(Location identification entries)
☆ ☆ ☆ ☆ ☆
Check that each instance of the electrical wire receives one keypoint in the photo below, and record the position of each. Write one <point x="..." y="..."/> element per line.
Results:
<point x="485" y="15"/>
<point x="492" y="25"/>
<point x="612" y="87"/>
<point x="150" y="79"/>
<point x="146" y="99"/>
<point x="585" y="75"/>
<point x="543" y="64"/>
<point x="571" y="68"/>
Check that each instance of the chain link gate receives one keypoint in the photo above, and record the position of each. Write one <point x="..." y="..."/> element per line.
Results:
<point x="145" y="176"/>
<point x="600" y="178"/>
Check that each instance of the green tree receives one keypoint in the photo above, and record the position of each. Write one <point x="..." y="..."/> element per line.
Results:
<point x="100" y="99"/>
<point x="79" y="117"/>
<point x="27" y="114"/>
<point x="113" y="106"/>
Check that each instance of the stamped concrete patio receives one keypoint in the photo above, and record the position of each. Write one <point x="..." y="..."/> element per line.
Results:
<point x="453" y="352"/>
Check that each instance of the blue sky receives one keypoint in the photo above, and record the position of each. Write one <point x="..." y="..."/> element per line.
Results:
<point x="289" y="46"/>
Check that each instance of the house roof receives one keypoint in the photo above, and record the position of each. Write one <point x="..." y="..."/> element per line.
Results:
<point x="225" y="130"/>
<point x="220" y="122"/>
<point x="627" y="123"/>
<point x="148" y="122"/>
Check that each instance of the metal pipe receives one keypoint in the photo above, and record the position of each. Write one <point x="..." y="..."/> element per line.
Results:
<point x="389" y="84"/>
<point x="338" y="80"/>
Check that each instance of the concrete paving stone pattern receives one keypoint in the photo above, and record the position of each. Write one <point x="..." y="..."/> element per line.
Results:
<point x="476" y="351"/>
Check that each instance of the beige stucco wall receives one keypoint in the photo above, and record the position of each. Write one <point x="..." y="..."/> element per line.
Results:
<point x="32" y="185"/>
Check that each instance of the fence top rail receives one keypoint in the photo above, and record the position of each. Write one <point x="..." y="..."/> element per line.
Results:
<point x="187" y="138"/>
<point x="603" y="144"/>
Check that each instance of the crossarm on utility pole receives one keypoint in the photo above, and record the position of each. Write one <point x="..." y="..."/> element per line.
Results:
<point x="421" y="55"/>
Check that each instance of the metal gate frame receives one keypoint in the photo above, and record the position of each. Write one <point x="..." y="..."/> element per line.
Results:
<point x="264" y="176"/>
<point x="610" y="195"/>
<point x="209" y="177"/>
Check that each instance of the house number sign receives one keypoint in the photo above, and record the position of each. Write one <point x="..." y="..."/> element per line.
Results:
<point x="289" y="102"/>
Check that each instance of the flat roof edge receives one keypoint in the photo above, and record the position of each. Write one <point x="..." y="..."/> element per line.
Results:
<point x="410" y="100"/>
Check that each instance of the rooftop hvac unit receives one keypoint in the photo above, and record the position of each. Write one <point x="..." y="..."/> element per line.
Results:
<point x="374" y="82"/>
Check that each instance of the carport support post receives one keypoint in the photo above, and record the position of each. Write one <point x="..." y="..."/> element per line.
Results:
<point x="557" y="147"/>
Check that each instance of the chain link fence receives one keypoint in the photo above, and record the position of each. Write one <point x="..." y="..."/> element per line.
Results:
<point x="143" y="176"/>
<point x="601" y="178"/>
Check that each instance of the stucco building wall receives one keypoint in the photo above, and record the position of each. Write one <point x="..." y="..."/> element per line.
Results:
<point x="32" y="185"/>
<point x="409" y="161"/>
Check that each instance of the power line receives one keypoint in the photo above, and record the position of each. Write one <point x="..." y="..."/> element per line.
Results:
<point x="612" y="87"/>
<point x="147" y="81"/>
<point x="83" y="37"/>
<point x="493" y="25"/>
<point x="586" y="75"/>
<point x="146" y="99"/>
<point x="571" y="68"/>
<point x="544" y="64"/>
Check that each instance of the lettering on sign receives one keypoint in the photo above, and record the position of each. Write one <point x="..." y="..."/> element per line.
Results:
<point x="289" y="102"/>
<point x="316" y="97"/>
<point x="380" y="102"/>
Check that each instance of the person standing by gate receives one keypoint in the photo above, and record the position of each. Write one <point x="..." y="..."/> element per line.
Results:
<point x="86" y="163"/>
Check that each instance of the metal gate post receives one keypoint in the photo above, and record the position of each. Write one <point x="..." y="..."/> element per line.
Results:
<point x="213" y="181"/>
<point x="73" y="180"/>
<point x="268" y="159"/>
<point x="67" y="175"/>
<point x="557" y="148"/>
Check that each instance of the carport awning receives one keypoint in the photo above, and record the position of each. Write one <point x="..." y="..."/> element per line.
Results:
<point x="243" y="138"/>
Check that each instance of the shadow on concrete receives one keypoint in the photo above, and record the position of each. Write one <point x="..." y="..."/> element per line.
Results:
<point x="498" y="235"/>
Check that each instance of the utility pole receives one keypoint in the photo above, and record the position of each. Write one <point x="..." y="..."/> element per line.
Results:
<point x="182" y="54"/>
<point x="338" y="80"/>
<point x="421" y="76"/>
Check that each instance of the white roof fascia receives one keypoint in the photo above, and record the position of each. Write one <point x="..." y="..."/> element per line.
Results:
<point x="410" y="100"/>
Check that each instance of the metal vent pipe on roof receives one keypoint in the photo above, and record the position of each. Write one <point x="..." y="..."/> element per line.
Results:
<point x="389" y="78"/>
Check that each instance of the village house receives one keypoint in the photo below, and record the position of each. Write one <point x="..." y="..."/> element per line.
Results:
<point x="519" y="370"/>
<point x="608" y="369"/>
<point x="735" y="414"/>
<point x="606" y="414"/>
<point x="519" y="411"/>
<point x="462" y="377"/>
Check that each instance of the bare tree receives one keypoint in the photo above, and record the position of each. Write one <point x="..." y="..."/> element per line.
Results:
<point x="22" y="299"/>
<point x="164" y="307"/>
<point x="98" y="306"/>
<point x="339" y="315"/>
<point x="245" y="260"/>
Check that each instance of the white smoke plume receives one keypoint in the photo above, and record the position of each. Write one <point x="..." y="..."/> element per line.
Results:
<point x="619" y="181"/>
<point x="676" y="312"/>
☆ ☆ ☆ ☆ ☆
GIVEN REQUEST = Please copy out each record, character for character.

FINAL ANSWER =
Check that each instance of the electrical wire receives one keypoint in the photo below, and record the position of each. Write one <point x="..." y="..."/> element per line.
Results:
<point x="485" y="15"/>
<point x="492" y="25"/>
<point x="612" y="87"/>
<point x="150" y="79"/>
<point x="146" y="99"/>
<point x="585" y="75"/>
<point x="543" y="64"/>
<point x="571" y="68"/>
Check that each instance of the chain link gate receives one keypoint in the photo above, and record the position of each. Write one <point x="..." y="..."/> element per line.
Results:
<point x="145" y="176"/>
<point x="600" y="178"/>
Check that each instance of the green tree receives one keypoint in the photo above, and record the position of each. Write one <point x="..." y="..."/> element per line.
Results:
<point x="100" y="99"/>
<point x="79" y="117"/>
<point x="27" y="114"/>
<point x="113" y="106"/>
Check that each instance of the stamped concrete patio receives one keypoint in the photo above, and record the position of each. Write one <point x="..." y="..."/> element per line.
Results:
<point x="453" y="352"/>
Check that each instance of the blue sky receives one keypoint in the photo above, and record the position of each. Write one <point x="..." y="..."/> element per line.
Results:
<point x="289" y="46"/>
Check that each instance of the house roof receives one keypoint in the photo above, and record the position of each. Write one <point x="..." y="..."/> element per line.
Results:
<point x="225" y="130"/>
<point x="220" y="122"/>
<point x="627" y="123"/>
<point x="148" y="122"/>
Check that each instance of the metal pipe receives one keypoint in the photo above, and record the position of each. Write one <point x="..." y="..."/> element per line.
Results:
<point x="389" y="84"/>
<point x="338" y="80"/>
Check that each instance of the concrete paving stone pattern receives one keypoint in the photo above, and record the position of each. Write one <point x="..." y="..."/> element per line.
Results:
<point x="476" y="351"/>
Check that each instance of the beige stucco wall receives one keypoint in the photo above, and record the position of each. Write one <point x="..." y="..."/> element per line.
Results:
<point x="32" y="185"/>
Check that each instance of the fence top rail receives one keypoint in the photo above, and record the position of each. Write one <point x="..." y="..."/> element per line.
Results:
<point x="187" y="138"/>
<point x="603" y="144"/>
Check that each instance of the crossarm on utility pole receives one keypoint in the photo above, and record the position of each. Write one <point x="..." y="..."/> element per line.
Results:
<point x="421" y="55"/>
Check that each instance of the metal gate frame receives one keypoint in the photo above, and record the position of each. Write one <point x="..." y="..."/> element per line.
Results:
<point x="264" y="176"/>
<point x="610" y="195"/>
<point x="209" y="177"/>
Check that each instance of the house number sign receives one keypoint in the photo above, and record the position of each. Write one <point x="..." y="..."/> element per line.
Results:
<point x="289" y="102"/>
Check that each instance of the flat roof edge receives one keypoint in the photo above, and record the position of each. Write one <point x="..." y="..."/> element per line.
Results:
<point x="410" y="100"/>
Check that each instance of the rooftop hvac unit receives one keypoint in the photo above, and record the position of each. Write one <point x="..." y="..."/> element per line.
Results:
<point x="374" y="82"/>
Check that each instance of the carport support post receives one keypoint in the photo above, and record the position of each. Write one <point x="..." y="..."/> element per line.
Results:
<point x="557" y="147"/>
Check that each instance of the chain link fence receives one keypoint in the photo above, and record the position of each. Write one <point x="..." y="..."/> element per line.
Results:
<point x="143" y="176"/>
<point x="601" y="178"/>
Check that each instance of the stucco building wall receives one keypoint in the photo above, and record the position of each. Write one <point x="..." y="..."/> element per line.
Results:
<point x="32" y="185"/>
<point x="409" y="161"/>
Check that each instance of the power line receives one keypoint in the photo above, and record the position of each. Write one <point x="..." y="..."/> element per line.
Results:
<point x="612" y="87"/>
<point x="147" y="81"/>
<point x="83" y="37"/>
<point x="493" y="25"/>
<point x="586" y="75"/>
<point x="146" y="99"/>
<point x="571" y="68"/>
<point x="544" y="64"/>
Check that each instance of the lettering on sign receives one keypoint in the photo above, and record the position of each. Write one <point x="..." y="..."/> element per line.
Results:
<point x="289" y="102"/>
<point x="316" y="97"/>
<point x="380" y="102"/>
Check that each instance of the person standing by gate receives one keypoint in the photo above, and record the position of each. Write one <point x="..." y="..."/> element per line.
Results:
<point x="86" y="163"/>
Check that each instance of the metal gate post receives one keypoint in the photo above, and record the position of each. Write one <point x="..." y="..."/> element per line.
Results:
<point x="213" y="181"/>
<point x="73" y="180"/>
<point x="268" y="159"/>
<point x="67" y="175"/>
<point x="557" y="148"/>
Check that each instance of the carport awning receives one keypoint in the photo above, and record the position of each. Write one <point x="..." y="..."/> element per line.
Results:
<point x="243" y="138"/>
Check that each instance of the shadow on concrete receives one keypoint in the photo above, and record the position of each. Write one <point x="..." y="..."/> element per line.
Results:
<point x="498" y="235"/>
Check that each instance of the utility pole receives one keypoint in the photo above, and record the position of each. Write one <point x="..." y="..."/> element per line.
Results:
<point x="182" y="54"/>
<point x="338" y="80"/>
<point x="421" y="76"/>
Check that each instance of the white roof fascia receives one keypoint in the photo above, and record the position of each. Write one <point x="..." y="..."/> element per line.
Results:
<point x="410" y="100"/>
Check that each instance of the metal vent pipe on roof receives one keypoint in the photo above, and record the position of each. Write one <point x="..." y="..."/> element per line.
Results:
<point x="389" y="78"/>
Check that each instance of the village house receives one keypoint in the photo below, and record the position of each. Write one <point x="..." y="..."/> element per line.
Results:
<point x="519" y="370"/>
<point x="608" y="369"/>
<point x="735" y="414"/>
<point x="606" y="414"/>
<point x="519" y="411"/>
<point x="462" y="377"/>
Check that each instance of the bare tree receives one keypoint in the photo above, and record the position of each. Write one <point x="..." y="..."/> element per line.
Results:
<point x="22" y="299"/>
<point x="164" y="307"/>
<point x="98" y="306"/>
<point x="339" y="315"/>
<point x="245" y="260"/>
Check that each instance of the white smoke plume receives one keypoint in the photo above, and record the position of each. Write one <point x="..." y="..."/> element per line.
Results:
<point x="619" y="181"/>
<point x="676" y="312"/>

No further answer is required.